Given task A :: From the speech below, copy out the passage from "This means that" to "fundamental rights and the rule of law." word for word.
Given task B :: According to the speech below, why is the importance of common European values greater than ever? Answer in one to three sentences.
-- START Passage --
Opening speech by Minister of Justice Henriksson at the Conference on the Interaction between Democracy, the Rule of Law and Fundamental Rights at Finlandia Hall 10-11 September 2019

Ministry of Justice 11.9.2019 13.19
Speech

Dear Director O’Flaherty and dear guests,

It is my great pleasure to welcome you to this conference organised by the Finnish Presidency of the Council of the European Union. I’m happy to see so many familiar faces here in the audience.

Today, the importance of our common European values is greater than ever, because our need for European cooperation is also greater than ever. We are living in turbulent times. Our societies, and the EU, are facing major challenges. At the same time, our ability to work together to respond to our citizens’ expectations is being tested in many ways.

This means we must make an effort to enhance the values on which our cooperation is based. By doing this, we enhance the trust between the Member States, and the trust of our citizens in the EU and their national governments. Without a doubt, trust is a key component of a strong society. 

Dear colleagues, let us work together to build this trust. The overall theme of this conference is the interaction between democracy, the rule of law and fundamental rights in preserving the resilience of our societies. We believe that the interlinkages between rights and values need more attention. Democracy, the rule of law and fundamental rights can be seen as a tripod where all three legs are essential.

This means that fundamental rights are a condition for a democratic state that is based on the rule of law. Without a system based on the rule of law, citizens don’t have access to their rights. Additionally, democracy cannot function in a vacuum — without respect for fundamental and human rights any participatory mechanism remains empty of content. It is evident that these rights and values are interlinked and inseparable. And I want to give you an example from my own life – as a young mother of two I wanted to affect the kindergartens and schools in my home town. As a result, I asked if I could run in the local elections. In a free society as ours, I had this possibility and I was also elected. And education is still very important to me. As important is of course fundamental rights and the rule of law.

This brings me to sustainability and our Presidency slogan: Sustainable Europe — Sustainable Future. The European success story is built on democratic institutions, human rights and the rule of law. And, this story is set to continue into the future. The EU’s Strategic Agenda for the next five years highlights the fact that the common value base is the foundation of European freedom, security and prosperity. We can be proud that the EU and its Member States are placed among the global leaders in many reviews concerning the upholding of these values. To maintain this position is the key to a sustainable Europe, and our common sustainable future.
-- END Passage --
-- START Data supplied --
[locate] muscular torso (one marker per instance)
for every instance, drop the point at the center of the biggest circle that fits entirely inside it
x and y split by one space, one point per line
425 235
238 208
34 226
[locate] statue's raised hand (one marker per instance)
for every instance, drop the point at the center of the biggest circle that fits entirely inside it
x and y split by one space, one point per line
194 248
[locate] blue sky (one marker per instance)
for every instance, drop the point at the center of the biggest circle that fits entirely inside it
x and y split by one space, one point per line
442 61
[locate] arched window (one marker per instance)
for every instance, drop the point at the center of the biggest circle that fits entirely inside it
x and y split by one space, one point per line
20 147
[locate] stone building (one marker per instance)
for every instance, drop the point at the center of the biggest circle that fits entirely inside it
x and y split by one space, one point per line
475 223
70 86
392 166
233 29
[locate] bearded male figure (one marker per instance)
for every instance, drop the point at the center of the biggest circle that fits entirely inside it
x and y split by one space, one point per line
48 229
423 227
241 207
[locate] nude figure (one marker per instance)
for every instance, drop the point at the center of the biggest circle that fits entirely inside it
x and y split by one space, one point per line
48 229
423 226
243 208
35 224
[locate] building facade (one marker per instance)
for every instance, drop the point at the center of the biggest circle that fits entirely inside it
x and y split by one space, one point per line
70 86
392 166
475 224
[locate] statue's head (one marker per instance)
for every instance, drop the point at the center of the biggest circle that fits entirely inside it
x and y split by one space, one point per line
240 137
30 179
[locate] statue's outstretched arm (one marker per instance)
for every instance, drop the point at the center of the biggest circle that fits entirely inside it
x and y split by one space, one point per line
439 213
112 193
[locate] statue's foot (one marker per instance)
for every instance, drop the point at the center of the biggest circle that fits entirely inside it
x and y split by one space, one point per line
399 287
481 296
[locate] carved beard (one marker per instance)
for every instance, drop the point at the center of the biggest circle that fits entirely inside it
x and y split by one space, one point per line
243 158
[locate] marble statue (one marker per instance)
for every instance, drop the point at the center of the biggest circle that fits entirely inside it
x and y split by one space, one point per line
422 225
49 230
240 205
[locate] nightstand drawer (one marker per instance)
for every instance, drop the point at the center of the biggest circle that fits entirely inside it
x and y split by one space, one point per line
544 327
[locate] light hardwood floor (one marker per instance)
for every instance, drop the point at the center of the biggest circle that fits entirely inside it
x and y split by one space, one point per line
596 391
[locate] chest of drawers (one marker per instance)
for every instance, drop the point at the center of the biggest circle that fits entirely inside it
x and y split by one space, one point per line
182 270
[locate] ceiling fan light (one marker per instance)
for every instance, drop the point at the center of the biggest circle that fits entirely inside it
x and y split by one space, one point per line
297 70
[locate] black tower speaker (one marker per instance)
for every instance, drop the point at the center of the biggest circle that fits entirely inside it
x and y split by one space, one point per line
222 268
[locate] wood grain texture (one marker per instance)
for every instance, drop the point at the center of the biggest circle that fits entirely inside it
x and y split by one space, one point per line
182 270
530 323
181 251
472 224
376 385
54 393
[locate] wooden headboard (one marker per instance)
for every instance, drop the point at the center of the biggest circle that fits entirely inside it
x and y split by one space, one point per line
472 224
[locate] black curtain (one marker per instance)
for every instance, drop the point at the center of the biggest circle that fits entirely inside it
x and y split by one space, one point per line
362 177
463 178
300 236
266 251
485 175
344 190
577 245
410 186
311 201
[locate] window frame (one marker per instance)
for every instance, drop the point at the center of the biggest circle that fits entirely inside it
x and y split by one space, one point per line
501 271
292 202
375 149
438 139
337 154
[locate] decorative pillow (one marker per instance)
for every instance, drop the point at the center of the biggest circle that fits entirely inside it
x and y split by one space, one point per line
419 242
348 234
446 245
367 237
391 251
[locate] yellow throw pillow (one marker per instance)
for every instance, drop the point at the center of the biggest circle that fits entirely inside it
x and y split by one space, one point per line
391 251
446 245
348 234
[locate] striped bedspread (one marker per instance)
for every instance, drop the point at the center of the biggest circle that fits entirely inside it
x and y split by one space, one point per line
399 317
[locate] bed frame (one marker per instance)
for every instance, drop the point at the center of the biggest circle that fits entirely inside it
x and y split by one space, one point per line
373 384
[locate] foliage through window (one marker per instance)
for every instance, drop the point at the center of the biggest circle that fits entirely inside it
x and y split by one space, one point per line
-- END Data supplied --
Worked answer A ::
This means that fundamental rights are a condition for a democratic state that is based on the rule of law. Without a system based on the rule of law, citizens don’t have access to their rights. Additionally, democracy cannot function in a vacuum — without respect for fundamental and human rights any participatory mechanism remains empty of content. It is evident that these rights and values are interlinked and inseparable. And I want to give you an example from my own life – as a young mother of two I wanted to affect the kindergartens and schools in my home town. As a result, I asked if I could run in the local elections. In a free society as ours, I had this possibility and I was also elected. And education is still very important to me. As important is of course fundamental rights and the rule of law.

Worked answer B :: The importance of common European values is greater than ever because the need for European cooperation is also greater than ever. Societies and the EU face major challenges in turbulent times, and their ability to work together to meet citizens' expectations is being tested.